Raras veces releo mis escritos; escribo a impulsos, según siento en el momento, casi de manera visceral, no soy nada organizada para el asunto ni tengo un “fondo de armario” de posts para ir colocando estratégicamente (siempre he sido cigarra, no hormiga) y como considero que lo escrito “se autodestruye automáticamente” en veinticuatro horas, pues no le doy más importancia al asunto y sanseacabó.

Pero hoy estaba en blanco, lo juro, me he despertado hace ya una hora larga y –a falta de otro menester- he echado un vistacillo al pequeño stock virtual de palabras que voy amontonando para que luego se las lleve el viento y me ha llamado la atención lo “seria” que me pongo en general y lo poco divertida que soy en particular.

Ah, -me digo- esto no puede seguir así, faltaría más, ¿qué me pasa que parece que llevo una cruz a cuestas cuando me considero una mujer alegre –siempre que no se me salte el esmalte de las uñas?. Así que he puesto el título y heme aquí intentando juntar palabras livianas, sandungueras, sin peso específico; o sea, “light”.


¡Qué torpeza de vocablo y qué mal aplicado está! “Light” significa “luz” y también significa “ligero” (de la lengua de Shakespeare hablamos, claro está); dos acepciones para la misma palabra, entrelazadas por la aparente liviandad del espectro de luz que se extiende a cualquier otro concepto con poco peso, con poca enjundia.
+ + + + +
Consigna 1:
Selecciona del listado cada línea en la que aparezca la palabra "canopy" y cópiala tal cual.
El fragmento y el listado no guardan ninguna relación entre sí.

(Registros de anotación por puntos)
+ + + + +
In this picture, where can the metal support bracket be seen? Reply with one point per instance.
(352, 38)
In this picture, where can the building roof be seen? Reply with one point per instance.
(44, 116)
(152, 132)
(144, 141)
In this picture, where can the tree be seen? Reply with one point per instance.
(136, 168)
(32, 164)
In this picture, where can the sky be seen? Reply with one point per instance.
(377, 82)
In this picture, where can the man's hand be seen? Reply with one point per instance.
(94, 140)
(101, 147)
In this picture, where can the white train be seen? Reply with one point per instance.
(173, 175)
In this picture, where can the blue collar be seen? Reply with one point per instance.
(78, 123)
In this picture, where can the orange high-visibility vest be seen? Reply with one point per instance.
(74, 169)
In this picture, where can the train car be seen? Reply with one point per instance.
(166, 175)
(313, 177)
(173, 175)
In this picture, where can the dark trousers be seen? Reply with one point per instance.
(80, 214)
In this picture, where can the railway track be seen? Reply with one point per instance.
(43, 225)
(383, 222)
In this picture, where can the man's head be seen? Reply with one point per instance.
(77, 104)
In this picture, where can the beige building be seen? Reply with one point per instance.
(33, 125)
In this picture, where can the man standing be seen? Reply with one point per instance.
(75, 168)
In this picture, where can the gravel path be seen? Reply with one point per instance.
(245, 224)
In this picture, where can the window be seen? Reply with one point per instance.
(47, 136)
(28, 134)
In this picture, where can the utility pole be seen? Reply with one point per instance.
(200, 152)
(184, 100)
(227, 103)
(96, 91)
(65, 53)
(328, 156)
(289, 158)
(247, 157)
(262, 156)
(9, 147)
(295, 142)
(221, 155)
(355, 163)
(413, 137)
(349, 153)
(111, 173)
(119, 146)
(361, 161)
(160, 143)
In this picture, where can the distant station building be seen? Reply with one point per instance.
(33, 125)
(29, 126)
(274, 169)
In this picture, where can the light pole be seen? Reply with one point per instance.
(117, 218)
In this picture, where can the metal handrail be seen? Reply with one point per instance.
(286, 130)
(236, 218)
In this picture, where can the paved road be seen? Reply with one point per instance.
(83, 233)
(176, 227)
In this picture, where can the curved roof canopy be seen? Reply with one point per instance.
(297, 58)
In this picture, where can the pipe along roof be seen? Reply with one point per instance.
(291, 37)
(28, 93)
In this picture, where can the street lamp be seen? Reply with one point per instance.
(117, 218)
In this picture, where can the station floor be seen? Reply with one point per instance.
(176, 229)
+ + + + +
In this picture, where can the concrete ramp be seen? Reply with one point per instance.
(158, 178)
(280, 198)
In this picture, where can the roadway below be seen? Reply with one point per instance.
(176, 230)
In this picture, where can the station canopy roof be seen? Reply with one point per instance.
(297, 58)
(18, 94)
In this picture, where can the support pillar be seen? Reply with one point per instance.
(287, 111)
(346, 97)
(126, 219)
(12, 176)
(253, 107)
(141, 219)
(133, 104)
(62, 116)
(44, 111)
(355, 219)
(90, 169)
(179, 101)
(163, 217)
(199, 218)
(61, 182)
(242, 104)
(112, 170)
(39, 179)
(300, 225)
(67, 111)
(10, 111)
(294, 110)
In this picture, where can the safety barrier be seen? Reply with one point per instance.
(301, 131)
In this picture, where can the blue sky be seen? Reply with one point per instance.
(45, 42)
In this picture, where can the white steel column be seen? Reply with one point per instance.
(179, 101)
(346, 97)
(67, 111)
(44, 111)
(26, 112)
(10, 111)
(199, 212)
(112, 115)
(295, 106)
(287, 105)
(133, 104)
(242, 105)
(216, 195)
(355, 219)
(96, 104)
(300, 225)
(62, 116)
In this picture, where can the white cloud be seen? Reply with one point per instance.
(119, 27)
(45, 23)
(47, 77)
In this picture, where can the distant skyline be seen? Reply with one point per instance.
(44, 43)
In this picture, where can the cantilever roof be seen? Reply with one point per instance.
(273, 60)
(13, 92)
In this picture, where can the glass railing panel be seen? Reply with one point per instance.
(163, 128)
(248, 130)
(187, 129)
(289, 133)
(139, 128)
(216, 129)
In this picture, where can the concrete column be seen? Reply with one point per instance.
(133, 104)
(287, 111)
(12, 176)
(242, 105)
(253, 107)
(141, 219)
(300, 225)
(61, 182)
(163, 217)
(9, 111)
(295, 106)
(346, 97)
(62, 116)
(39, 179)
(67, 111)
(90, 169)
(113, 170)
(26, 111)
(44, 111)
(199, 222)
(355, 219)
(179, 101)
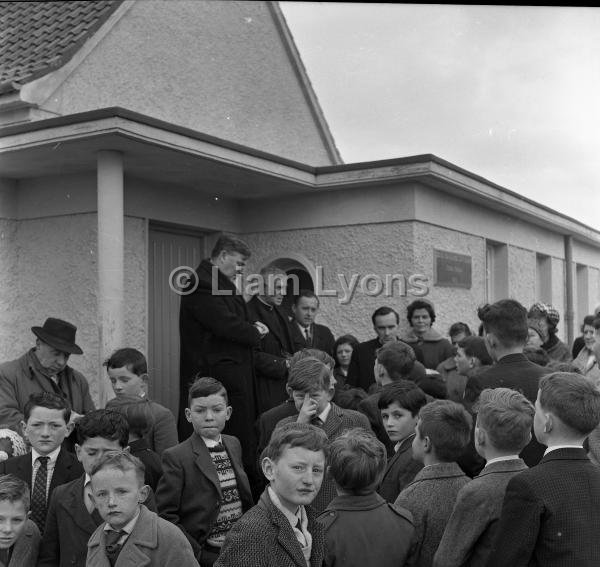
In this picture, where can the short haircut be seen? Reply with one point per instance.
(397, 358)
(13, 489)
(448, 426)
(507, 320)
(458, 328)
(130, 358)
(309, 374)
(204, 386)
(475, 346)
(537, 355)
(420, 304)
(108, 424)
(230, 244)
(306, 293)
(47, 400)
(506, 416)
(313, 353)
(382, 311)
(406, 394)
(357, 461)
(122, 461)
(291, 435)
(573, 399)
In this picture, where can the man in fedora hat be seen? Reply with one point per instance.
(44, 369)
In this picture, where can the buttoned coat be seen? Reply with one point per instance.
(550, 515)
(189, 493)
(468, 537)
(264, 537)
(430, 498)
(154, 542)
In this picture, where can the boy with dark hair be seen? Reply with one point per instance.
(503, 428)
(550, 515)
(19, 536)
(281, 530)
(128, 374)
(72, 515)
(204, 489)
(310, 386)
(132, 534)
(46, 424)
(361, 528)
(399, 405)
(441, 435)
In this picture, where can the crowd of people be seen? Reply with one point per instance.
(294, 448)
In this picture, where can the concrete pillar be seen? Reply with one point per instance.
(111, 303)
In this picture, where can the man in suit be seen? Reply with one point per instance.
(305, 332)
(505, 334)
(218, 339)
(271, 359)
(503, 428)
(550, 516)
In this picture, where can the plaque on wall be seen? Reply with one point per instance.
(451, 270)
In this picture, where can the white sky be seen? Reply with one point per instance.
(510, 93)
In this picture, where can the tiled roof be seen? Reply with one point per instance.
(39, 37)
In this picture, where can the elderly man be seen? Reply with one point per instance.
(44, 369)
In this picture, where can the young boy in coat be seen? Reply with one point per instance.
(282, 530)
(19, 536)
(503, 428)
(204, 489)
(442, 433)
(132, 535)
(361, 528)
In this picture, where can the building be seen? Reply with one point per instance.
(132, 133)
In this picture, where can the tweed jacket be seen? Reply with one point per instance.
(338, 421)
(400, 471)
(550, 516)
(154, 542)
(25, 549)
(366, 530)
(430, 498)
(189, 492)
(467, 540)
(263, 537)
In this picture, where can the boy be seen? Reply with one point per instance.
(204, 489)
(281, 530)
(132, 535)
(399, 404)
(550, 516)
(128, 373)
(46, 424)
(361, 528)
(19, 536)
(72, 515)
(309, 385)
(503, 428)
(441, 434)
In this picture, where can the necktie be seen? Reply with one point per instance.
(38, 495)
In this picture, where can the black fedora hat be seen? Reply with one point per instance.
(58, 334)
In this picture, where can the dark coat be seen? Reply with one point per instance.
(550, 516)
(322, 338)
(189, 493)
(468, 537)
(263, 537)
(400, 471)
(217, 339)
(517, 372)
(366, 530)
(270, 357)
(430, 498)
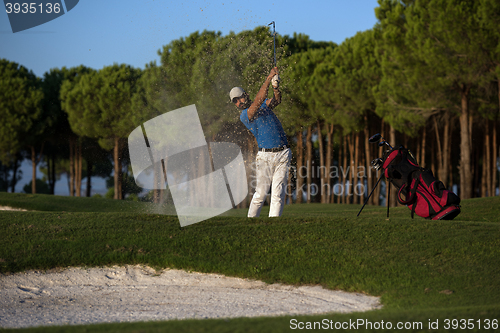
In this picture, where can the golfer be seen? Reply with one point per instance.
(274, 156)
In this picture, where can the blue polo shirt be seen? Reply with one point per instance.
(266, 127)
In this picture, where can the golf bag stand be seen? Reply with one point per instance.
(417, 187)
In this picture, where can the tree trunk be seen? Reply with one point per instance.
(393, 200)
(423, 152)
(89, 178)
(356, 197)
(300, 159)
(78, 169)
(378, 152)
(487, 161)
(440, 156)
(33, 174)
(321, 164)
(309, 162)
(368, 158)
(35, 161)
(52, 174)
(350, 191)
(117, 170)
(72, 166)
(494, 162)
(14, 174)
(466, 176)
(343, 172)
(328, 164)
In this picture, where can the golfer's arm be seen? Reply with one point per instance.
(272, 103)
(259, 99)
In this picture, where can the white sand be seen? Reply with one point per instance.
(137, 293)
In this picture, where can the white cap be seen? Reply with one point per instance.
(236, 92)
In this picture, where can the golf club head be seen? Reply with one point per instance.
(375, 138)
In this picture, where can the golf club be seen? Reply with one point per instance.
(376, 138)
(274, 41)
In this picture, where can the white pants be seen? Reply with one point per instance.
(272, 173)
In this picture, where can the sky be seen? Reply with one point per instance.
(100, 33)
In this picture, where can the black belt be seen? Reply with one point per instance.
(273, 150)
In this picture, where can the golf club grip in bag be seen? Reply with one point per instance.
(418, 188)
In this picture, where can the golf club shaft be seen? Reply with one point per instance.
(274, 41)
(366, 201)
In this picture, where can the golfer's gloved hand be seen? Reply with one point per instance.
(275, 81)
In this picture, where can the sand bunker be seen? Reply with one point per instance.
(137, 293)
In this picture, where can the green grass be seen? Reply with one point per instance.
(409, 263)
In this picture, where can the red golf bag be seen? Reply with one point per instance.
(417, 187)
+ + + + +
Consigna 2:
Indica si cada afirmación concuerda con el fragmento, respondiendo sí o no y citando las palabras exactas que lo deciden: (a) La narradora relee con frecuencia lo que escribe. (b) Considera que lo escrito se autodestruye en veinticuatro horas. (c) Para la palabra "light" el fragmento menciona una sola acepción.

Solución redactada 1:
In this picture, where can the curved roof canopy be seen? Reply with one point per instance.
In this picture, where can the station canopy roof be seen? Reply with one point per instance.

Solución redactada 2:
(a) No: «Raras veces releo mis escritos».
(b) Sí: «lo escrito “se autodestruye automáticamente” en veinticuatro horas».
(c) No: «dos acepciones para la misma palabra».